* WORK ITEM *
Lines of the listing that contain "blue" need to be copied.

━━━━━━━━

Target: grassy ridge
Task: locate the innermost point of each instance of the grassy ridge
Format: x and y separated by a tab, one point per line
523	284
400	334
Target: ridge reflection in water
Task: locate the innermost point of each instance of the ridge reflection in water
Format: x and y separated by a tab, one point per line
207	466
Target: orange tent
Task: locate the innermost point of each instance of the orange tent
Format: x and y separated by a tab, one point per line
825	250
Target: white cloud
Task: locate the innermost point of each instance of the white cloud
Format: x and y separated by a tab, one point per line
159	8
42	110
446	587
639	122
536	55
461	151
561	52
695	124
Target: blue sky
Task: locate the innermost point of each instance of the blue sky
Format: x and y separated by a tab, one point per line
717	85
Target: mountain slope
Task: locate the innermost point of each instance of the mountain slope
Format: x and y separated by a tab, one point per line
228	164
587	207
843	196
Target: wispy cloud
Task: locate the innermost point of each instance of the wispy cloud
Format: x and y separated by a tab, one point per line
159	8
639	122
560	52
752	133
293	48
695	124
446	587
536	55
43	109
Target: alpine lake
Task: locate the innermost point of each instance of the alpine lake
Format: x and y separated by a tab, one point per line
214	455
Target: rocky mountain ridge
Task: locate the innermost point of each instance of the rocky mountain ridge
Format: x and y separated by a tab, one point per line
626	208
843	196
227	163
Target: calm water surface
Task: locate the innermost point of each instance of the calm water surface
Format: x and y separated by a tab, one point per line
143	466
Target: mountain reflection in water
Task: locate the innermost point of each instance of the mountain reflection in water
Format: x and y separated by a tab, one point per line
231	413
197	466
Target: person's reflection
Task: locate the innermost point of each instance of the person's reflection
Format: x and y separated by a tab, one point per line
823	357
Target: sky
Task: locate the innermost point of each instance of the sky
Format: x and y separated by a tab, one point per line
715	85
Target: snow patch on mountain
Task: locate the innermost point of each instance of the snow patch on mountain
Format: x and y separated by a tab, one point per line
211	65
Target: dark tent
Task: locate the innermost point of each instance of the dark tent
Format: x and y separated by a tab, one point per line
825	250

━━━━━━━━

* RESPONSE FOR THIS EXERCISE *
Target: blue sky
Task: locate the innermost point of each instance of the blue sky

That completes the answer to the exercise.